TASK PROMPT:
Copy out verbatim the lines below, starting at the line that contains "Provide the polygon of every instance of the bouquet." and stopping after the line that contains "Segment each instance of the bouquet.".

[Labeling and segmentation records]
'''
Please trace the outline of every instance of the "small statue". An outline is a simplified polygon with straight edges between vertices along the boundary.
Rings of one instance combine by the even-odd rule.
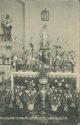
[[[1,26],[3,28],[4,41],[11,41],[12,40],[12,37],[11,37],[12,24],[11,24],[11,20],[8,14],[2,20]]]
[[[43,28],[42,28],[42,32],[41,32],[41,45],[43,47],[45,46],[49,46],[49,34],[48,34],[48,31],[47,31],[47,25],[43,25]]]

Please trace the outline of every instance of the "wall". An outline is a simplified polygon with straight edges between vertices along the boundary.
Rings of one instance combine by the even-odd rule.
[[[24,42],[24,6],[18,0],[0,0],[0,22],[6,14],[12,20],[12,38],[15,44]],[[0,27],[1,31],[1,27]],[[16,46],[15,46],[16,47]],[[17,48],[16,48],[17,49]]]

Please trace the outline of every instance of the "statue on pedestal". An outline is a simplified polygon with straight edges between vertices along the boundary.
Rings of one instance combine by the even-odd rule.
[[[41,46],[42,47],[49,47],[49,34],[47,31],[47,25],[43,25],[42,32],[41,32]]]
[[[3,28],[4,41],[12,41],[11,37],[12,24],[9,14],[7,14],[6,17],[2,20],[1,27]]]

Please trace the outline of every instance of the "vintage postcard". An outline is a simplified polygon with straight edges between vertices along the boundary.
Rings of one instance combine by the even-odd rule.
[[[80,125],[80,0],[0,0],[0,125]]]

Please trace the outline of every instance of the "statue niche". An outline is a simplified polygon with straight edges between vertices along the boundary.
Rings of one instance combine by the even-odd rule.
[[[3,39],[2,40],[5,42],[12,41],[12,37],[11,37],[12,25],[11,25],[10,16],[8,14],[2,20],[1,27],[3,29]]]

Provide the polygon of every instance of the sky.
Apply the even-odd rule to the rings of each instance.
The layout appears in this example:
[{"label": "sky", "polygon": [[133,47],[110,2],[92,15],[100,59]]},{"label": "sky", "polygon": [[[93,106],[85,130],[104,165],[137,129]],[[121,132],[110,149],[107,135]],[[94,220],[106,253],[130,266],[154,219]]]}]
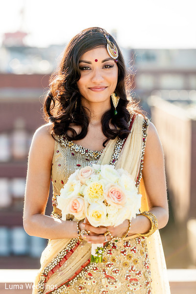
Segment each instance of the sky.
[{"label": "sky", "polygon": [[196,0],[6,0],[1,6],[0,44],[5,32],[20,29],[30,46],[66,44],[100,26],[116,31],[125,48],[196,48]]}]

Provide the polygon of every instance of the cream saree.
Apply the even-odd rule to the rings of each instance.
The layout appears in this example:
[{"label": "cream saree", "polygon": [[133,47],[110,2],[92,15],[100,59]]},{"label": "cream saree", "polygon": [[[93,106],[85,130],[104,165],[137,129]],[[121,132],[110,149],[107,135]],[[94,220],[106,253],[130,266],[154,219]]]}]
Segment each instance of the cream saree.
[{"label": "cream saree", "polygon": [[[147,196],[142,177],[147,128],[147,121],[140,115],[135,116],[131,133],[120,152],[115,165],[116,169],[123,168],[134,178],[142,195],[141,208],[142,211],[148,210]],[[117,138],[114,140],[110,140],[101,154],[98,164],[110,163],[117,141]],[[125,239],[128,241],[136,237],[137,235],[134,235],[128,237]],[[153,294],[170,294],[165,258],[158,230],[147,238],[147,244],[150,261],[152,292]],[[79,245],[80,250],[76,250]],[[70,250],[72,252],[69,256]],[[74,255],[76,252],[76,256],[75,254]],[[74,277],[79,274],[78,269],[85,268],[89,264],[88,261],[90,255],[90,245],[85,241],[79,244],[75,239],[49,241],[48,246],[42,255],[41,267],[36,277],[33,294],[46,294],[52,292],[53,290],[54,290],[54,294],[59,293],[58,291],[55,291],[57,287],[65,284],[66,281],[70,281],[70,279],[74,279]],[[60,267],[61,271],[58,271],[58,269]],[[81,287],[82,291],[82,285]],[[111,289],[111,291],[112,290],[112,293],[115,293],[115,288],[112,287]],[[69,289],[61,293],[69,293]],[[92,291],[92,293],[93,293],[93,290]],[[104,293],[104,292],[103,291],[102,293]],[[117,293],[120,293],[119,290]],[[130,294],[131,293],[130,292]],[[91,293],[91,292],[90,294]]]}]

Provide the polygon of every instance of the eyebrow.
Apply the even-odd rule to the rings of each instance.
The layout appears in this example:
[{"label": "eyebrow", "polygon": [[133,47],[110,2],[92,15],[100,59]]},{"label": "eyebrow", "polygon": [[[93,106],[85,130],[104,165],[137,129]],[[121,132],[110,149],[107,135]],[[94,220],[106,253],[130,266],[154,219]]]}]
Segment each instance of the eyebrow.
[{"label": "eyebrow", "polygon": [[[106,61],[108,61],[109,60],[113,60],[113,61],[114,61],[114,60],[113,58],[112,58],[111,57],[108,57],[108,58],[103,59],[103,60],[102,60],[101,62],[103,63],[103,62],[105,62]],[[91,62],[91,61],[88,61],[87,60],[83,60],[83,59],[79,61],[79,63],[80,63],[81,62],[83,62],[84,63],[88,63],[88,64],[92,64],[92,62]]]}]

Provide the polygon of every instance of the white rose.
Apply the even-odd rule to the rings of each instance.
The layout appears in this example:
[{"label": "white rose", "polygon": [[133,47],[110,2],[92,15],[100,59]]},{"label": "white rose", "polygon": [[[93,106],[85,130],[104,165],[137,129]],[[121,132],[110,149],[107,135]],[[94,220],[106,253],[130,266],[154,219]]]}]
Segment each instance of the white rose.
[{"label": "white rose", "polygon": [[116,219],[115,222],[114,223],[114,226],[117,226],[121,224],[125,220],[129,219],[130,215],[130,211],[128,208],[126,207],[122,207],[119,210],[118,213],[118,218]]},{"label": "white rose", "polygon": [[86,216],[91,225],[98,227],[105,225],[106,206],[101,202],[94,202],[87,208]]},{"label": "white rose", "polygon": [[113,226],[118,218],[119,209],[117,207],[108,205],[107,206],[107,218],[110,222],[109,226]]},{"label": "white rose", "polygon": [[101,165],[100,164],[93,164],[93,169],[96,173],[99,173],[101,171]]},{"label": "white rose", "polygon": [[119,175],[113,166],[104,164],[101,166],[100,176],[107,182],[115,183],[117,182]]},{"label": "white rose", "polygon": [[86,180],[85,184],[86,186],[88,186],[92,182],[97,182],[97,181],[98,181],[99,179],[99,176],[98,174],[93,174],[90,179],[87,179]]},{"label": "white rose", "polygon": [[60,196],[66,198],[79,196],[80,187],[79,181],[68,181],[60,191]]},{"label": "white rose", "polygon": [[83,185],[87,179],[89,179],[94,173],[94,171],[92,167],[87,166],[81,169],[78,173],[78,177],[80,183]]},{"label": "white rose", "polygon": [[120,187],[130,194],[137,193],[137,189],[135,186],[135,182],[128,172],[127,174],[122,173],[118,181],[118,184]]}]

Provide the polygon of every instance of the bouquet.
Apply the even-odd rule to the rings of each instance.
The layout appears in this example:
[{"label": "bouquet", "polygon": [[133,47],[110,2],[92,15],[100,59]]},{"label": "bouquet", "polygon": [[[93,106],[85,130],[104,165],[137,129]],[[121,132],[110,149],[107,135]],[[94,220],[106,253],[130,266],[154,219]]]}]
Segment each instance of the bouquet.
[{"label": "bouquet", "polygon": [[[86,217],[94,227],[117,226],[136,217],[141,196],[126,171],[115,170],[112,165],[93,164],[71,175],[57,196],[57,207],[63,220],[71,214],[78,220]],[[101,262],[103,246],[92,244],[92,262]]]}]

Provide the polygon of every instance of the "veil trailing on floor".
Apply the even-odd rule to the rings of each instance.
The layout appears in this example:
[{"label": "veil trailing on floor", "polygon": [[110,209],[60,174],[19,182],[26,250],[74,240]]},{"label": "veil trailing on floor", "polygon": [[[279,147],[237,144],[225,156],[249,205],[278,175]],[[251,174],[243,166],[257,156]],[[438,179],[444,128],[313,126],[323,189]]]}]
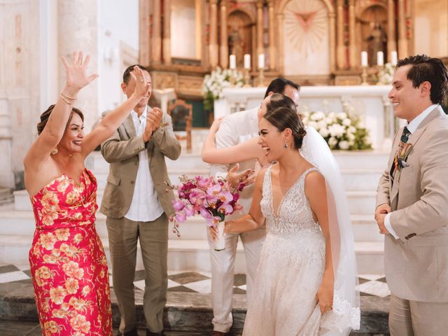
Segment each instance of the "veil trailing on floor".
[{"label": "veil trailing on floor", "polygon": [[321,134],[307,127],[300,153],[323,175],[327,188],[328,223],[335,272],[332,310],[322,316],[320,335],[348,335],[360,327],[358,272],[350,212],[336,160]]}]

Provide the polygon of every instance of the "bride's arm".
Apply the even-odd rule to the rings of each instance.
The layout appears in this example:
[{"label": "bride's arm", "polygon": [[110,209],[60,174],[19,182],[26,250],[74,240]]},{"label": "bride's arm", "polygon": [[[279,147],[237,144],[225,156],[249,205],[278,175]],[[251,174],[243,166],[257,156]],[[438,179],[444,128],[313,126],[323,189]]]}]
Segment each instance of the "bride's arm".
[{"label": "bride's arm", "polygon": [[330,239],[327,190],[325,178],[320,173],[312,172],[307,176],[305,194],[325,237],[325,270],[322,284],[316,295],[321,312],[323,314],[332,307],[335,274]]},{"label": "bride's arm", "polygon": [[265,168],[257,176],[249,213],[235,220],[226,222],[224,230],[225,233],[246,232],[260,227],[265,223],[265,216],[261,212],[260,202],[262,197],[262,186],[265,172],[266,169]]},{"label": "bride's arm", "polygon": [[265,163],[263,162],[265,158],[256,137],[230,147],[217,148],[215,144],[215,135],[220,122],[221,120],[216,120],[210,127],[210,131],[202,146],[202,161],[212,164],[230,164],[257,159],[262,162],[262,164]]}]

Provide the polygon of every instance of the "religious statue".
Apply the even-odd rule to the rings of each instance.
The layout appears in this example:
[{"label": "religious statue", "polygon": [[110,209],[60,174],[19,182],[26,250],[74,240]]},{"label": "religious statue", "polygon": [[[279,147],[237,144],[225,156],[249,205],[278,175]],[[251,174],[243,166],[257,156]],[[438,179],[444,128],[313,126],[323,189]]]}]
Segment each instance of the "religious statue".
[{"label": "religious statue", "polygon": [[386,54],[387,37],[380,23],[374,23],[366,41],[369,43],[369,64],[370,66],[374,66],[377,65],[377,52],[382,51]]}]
'''
'''
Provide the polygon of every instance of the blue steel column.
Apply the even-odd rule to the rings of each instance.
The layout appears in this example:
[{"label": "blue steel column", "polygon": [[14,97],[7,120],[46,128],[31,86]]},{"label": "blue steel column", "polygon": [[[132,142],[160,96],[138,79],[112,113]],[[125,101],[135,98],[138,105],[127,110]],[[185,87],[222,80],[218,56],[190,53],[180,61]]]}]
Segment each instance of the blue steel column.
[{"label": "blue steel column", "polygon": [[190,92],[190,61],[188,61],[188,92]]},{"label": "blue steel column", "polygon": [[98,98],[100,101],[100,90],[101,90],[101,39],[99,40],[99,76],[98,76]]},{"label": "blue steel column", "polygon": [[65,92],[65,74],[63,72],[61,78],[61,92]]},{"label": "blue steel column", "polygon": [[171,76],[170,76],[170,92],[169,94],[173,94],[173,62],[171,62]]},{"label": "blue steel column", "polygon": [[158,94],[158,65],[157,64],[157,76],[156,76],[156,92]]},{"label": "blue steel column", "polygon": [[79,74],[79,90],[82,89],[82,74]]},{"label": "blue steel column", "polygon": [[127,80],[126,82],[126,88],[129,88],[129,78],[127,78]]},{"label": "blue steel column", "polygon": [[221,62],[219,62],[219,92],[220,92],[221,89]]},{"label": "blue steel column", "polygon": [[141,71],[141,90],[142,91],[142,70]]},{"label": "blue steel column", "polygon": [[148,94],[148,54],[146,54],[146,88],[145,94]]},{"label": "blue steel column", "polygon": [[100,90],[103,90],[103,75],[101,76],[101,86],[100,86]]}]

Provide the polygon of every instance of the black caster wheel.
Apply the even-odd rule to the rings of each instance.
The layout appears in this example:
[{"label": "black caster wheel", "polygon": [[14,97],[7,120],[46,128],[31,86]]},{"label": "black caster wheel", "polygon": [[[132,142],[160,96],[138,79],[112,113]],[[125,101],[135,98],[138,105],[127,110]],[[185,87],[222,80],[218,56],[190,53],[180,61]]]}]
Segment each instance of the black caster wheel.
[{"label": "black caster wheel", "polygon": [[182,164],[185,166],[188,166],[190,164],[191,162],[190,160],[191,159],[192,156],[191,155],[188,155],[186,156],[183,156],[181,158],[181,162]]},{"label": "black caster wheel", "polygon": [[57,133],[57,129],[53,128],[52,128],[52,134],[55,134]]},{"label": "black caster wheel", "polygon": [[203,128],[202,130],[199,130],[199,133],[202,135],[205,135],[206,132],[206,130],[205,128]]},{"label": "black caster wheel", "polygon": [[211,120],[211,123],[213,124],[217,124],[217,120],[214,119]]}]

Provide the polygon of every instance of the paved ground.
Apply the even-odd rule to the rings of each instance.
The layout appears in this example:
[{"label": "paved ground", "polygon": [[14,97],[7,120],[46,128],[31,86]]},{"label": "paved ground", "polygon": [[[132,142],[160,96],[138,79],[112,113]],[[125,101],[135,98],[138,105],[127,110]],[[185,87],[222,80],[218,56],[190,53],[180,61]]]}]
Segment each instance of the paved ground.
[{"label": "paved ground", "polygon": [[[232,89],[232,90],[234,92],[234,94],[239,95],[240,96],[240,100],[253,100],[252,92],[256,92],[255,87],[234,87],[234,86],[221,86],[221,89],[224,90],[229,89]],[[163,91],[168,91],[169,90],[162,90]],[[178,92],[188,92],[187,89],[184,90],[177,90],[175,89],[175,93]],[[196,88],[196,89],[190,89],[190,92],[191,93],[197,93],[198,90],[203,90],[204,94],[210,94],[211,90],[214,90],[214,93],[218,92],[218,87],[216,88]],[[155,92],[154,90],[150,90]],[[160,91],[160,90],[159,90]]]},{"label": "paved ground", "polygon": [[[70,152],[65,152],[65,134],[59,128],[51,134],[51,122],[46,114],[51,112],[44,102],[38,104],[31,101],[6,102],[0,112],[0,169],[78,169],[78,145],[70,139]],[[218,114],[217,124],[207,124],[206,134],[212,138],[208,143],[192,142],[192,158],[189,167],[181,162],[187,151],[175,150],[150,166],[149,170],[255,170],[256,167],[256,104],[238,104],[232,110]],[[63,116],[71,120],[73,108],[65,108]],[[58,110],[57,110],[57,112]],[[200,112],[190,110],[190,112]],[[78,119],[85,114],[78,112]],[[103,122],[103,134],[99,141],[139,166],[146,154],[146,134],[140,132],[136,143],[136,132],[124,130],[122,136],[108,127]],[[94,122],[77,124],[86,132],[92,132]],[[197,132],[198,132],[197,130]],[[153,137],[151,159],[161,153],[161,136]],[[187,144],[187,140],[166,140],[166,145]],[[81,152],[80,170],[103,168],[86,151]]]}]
'''
RESULT BELOW:
Provide the polygon of every instance of the bouquet.
Apply the even-odd rule to the rings of each instance.
The layout appears in this example:
[{"label": "bouquet", "polygon": [[133,47],[110,2],[92,15],[100,59]]},{"label": "bouquet", "polygon": [[[93,106],[85,130],[104,165],[137,129]],[[121,132],[110,149],[107,135]],[[94,220],[106,253],[130,266],[154,219]]]}]
Segment each instance of the bouquet.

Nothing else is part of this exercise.